▸ MATERIAL FOR THIS TASK:
┄┄┄┄┄┄┄┄┄┄┄┄┄┄┄┄┄┄┄┄

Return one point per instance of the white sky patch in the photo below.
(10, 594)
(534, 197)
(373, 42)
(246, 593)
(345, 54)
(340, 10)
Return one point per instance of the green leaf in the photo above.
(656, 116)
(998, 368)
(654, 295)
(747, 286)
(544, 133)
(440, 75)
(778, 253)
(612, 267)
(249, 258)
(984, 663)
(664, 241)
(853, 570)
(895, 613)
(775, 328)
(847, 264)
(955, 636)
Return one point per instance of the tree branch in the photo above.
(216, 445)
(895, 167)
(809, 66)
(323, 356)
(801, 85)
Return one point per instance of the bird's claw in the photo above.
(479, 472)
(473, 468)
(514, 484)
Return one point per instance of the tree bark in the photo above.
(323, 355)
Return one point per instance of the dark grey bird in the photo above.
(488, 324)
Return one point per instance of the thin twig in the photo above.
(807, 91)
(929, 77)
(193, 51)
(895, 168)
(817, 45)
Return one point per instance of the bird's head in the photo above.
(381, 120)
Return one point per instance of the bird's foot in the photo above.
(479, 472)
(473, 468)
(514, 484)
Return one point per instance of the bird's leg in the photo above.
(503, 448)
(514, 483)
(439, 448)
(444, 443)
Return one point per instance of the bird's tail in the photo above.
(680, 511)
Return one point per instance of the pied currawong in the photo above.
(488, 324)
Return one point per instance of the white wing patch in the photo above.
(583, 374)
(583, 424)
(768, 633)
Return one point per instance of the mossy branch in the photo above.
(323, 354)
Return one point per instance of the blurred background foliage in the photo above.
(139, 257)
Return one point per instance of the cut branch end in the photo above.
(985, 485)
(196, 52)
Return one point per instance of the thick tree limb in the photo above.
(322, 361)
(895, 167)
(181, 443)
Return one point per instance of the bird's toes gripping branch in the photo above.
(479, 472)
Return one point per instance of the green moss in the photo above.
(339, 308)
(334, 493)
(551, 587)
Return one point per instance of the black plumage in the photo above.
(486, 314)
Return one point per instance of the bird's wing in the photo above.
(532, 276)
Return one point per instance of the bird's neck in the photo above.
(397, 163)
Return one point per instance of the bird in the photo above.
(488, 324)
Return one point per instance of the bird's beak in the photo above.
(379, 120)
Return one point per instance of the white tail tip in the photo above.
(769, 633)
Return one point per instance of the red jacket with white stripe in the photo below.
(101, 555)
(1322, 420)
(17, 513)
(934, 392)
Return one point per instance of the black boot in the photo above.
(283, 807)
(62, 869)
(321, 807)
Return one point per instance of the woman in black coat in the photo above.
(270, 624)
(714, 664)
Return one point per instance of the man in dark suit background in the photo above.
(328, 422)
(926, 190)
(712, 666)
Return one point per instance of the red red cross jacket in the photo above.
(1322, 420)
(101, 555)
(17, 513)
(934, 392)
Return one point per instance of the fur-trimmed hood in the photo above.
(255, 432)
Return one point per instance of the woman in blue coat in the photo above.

┄┄┄┄┄┄┄┄┄┄┄┄┄┄┄┄┄┄┄┄

▸ SET EXERCISE: Lay out all of the data above as a Markdown table with the columns Row and Line, numbering each line in order and omitting blank lines.

▸ RESULT BELOW:
| Row | Line |
|---|---|
| 1 | Return one point per instance of the white sky patch in the photo below. |
| 2 | (10, 594) |
| 3 | (534, 197) |
| 4 | (373, 42) |
| 5 | (246, 593) |
| 6 | (345, 54) |
| 7 | (340, 10) |
| 8 | Return one point per instance of the green leaf in the photo above. |
| 9 | (656, 116) |
| 10 | (998, 368) |
| 11 | (654, 295) |
| 12 | (747, 286) |
| 13 | (544, 133) |
| 14 | (440, 75) |
| 15 | (778, 253) |
| 16 | (612, 267) |
| 17 | (249, 258) |
| 18 | (984, 663) |
| 19 | (664, 241) |
| 20 | (853, 570) |
| 21 | (895, 613) |
| 22 | (775, 328) |
| 23 | (847, 264) |
| 24 | (955, 636) |
| 25 | Return one point per instance of the tree branch in the photo above. |
| 26 | (216, 445) |
| 27 | (895, 167) |
| 28 | (809, 66) |
| 29 | (323, 356) |
| 30 | (801, 85) |
| 31 | Return one point per instance of the bird's claw in the photo above. |
| 32 | (479, 472) |
| 33 | (473, 468) |
| 34 | (514, 484) |
| 35 | Return one point per instance of the tree bark in the photo above. |
| 36 | (323, 355) |
| 37 | Return one point per instance of the dark grey bird in the photo above. |
| 38 | (488, 324) |
| 39 | Return one point per instance of the thin twig in the photo above. |
| 40 | (807, 91) |
| 41 | (929, 77) |
| 42 | (193, 51) |
| 43 | (895, 168) |
| 44 | (817, 45) |
| 45 | Return one point per instance of the bird's head in the photo above. |
| 46 | (381, 120) |
| 47 | Return one point per instance of the bird's foot in the photo above. |
| 48 | (479, 472) |
| 49 | (473, 468) |
| 50 | (514, 484) |
| 51 | Return one point per instance of the bird's leg in the photo above. |
| 52 | (503, 448) |
| 53 | (514, 483) |
| 54 | (439, 448) |
| 55 | (444, 443) |
| 56 | Return one point per instance of the bird's tail in the photo above. |
| 57 | (680, 511) |
| 58 | Return one point per instance of the pied currawong in the photo above. |
| 59 | (488, 324) |
| 60 | Return one point per instance of the white wing patch in the photo above. |
| 61 | (583, 374) |
| 62 | (583, 424) |
| 63 | (768, 633) |
| 64 | Return one point per instance of the mossy branch in the photo above. |
| 65 | (323, 354) |
| 66 | Return one point per instance of the blurred background foliage in the photo above. |
| 67 | (139, 257) |
| 68 | Return one point per instance of the cut branch end in the photo above. |
| 69 | (985, 485) |
| 70 | (196, 52) |
| 71 | Return one point per instance of the thick tree limb in the photo above. |
| 72 | (322, 361) |
| 73 | (895, 167) |
| 74 | (181, 443) |
| 75 | Return one point per instance of the bird's toes gripping branch in the photo above. |
| 76 | (479, 472) |
| 77 | Return one point per instance of the green moss in the photo above. |
| 78 | (339, 308) |
| 79 | (334, 493) |
| 80 | (551, 587) |
| 81 | Return one point per instance of the black plumage in the photo above. |
| 82 | (486, 314) |
| 83 | Return one point per instance of the bird's wing in the photo above. |
| 84 | (532, 276) |
| 85 | Return one point per instance of the bird's neck in the photo above. |
| 86 | (397, 163) |
| 87 | Return one point per instance of the bird in the photo above. |
| 88 | (488, 324) |
| 89 | Return one point per instance of the bird's beak in the photo above. |
| 90 | (379, 120) |
| 91 | Return one point per instance of the white tail tip in the photo above. |
| 92 | (769, 633) |
| 93 | Return one point per instance of the red jacket with white stripe in the photo below. |
| 94 | (101, 555) |
| 95 | (1322, 420) |
| 96 | (17, 513) |
| 97 | (934, 392) |
| 98 | Return one point per instance of the black boot in the photo above. |
| 99 | (283, 807) |
| 100 | (62, 869) |
| 101 | (321, 807) |
| 102 | Return one point per instance of the woman in black coat in the photo above. |
| 103 | (270, 624) |
| 104 | (714, 664) |
| 105 | Return one point per instance of the man in dark suit background in the photo above. |
| 106 | (328, 422) |
| 107 | (926, 190) |
| 108 | (712, 666) |
| 109 | Return one point per instance of the red red cross jacket in the photo above. |
| 110 | (1322, 420) |
| 111 | (101, 555) |
| 112 | (17, 513) |
| 113 | (934, 392) |
| 114 | Return one point per instance of the fur-trimmed hood in the photo above. |
| 115 | (255, 432) |
| 116 | Return one point per instance of the woman in blue coat in the photo above. |